• [What the task asks]: Every line below that contains "embedded" is to be copied.

• [Data excerpts]:
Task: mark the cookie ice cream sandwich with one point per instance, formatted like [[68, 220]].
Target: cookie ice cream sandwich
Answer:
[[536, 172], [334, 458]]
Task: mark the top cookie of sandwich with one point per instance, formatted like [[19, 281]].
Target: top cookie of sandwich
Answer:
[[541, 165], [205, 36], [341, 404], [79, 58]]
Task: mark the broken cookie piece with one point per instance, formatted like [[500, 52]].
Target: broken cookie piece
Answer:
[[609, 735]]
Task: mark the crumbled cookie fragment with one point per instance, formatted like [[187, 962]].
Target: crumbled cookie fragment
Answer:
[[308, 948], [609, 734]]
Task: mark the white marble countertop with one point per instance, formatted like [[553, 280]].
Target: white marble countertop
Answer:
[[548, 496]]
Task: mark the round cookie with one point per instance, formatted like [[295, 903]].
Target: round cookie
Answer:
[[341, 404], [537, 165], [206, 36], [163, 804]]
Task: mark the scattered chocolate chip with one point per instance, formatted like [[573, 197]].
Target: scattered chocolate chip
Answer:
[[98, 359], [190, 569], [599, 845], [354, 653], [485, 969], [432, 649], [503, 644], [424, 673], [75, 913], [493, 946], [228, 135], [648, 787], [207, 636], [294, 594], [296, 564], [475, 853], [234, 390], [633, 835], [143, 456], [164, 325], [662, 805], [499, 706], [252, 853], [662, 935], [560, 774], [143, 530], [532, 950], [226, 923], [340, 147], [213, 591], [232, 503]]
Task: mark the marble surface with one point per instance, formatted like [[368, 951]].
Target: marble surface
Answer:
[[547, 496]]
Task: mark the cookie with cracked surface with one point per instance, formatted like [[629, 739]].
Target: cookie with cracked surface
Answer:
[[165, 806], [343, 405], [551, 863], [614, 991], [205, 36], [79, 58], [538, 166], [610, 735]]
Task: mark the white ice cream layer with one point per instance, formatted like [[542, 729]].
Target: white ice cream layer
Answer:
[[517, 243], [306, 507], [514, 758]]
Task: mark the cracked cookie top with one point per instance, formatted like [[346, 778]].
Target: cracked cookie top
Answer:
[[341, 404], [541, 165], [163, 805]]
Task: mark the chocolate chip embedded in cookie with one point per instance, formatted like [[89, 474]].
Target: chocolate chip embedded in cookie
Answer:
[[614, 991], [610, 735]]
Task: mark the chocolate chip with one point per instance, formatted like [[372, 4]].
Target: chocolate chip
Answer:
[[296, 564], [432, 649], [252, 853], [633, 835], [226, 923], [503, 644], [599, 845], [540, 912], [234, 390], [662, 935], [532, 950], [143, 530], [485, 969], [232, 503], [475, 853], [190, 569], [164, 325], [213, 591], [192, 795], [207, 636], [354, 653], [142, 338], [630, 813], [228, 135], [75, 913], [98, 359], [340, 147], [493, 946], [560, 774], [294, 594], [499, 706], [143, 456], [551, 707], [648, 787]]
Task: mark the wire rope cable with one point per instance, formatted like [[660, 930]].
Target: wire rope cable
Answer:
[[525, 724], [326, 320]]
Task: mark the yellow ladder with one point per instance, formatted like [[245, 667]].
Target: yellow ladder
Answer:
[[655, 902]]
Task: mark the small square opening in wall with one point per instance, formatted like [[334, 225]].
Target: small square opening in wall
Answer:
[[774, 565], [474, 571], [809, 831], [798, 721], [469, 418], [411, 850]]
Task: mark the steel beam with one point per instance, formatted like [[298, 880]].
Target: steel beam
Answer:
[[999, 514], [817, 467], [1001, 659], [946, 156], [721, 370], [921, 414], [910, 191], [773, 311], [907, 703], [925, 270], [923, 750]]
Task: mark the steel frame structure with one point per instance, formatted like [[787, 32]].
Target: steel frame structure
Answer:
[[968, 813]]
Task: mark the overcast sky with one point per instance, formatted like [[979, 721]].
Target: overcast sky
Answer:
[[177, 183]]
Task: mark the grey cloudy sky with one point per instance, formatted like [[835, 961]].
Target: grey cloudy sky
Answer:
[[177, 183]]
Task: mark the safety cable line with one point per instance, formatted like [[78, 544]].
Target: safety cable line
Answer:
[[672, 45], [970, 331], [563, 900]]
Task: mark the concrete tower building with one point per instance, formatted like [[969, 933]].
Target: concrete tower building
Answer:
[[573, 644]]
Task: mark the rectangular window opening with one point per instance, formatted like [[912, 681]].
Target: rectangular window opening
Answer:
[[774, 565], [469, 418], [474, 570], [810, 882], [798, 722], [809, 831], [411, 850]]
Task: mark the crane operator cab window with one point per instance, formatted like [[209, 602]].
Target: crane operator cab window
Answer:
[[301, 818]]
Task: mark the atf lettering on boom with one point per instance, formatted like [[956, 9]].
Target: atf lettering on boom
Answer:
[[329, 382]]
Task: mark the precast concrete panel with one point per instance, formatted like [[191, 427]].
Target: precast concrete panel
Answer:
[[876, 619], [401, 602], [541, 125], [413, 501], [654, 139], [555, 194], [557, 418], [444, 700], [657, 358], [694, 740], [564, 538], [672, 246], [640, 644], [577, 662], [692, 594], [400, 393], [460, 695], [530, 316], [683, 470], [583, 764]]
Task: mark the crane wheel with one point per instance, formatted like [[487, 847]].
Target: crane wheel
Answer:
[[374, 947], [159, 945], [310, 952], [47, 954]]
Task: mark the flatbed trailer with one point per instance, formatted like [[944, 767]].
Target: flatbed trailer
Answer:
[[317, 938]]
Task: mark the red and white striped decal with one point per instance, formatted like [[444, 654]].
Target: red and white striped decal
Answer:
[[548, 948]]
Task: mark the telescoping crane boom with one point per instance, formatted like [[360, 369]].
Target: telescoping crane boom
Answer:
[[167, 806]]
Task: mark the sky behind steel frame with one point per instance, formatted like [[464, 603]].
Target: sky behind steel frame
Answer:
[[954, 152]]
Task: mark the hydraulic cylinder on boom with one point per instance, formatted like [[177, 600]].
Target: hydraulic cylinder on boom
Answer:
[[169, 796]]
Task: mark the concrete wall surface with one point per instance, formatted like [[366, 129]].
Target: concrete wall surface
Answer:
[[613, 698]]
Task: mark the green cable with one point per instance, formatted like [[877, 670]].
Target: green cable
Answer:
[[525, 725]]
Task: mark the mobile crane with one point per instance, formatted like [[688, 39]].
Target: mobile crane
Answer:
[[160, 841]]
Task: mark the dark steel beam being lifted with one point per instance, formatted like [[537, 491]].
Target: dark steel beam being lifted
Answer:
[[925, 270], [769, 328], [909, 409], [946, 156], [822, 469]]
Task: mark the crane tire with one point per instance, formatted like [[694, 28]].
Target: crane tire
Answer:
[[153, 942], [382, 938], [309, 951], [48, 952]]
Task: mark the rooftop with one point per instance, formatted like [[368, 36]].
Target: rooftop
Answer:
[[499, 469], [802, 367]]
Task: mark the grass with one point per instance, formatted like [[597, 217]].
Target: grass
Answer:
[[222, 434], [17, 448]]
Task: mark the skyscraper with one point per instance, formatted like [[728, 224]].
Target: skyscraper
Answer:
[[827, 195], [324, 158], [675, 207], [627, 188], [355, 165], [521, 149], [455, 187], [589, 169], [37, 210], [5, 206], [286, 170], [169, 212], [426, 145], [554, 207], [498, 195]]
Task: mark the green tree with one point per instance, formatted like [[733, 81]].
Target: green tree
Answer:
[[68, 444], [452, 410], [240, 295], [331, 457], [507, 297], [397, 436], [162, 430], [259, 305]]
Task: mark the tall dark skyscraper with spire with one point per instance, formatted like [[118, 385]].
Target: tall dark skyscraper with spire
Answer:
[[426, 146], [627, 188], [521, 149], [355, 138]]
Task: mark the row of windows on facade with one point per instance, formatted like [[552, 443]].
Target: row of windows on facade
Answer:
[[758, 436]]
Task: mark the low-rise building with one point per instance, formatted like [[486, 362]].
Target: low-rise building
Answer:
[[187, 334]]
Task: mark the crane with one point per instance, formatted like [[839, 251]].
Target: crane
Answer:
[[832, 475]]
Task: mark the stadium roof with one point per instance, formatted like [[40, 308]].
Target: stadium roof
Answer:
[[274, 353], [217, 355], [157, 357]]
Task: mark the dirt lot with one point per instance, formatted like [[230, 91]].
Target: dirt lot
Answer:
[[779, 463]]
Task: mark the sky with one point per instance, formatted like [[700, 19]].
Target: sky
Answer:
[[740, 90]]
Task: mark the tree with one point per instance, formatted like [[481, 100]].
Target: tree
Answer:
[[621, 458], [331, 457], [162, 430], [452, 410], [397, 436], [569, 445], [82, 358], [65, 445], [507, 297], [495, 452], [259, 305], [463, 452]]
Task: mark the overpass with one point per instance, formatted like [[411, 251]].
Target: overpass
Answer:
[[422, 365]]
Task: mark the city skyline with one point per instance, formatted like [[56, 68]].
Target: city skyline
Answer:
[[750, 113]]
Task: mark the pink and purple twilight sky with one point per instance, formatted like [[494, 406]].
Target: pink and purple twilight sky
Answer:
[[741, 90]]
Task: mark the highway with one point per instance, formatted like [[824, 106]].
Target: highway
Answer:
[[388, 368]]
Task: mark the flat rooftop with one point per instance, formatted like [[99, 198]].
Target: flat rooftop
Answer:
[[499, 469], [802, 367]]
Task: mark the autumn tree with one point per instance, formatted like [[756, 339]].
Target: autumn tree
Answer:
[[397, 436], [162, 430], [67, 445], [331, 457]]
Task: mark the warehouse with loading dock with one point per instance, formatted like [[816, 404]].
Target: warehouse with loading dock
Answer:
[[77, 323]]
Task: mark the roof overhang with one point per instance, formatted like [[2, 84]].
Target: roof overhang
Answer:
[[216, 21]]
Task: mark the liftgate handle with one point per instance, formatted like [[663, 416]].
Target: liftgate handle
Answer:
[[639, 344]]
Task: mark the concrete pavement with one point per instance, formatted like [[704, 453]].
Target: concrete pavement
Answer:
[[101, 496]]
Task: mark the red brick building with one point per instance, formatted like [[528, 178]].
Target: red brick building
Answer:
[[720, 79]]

• [Response area]:
Task: mark the chocolate chip embedded in cookie with one point per instance, formatted like [[89, 474]].
Target: chocolate chip embedded in cookie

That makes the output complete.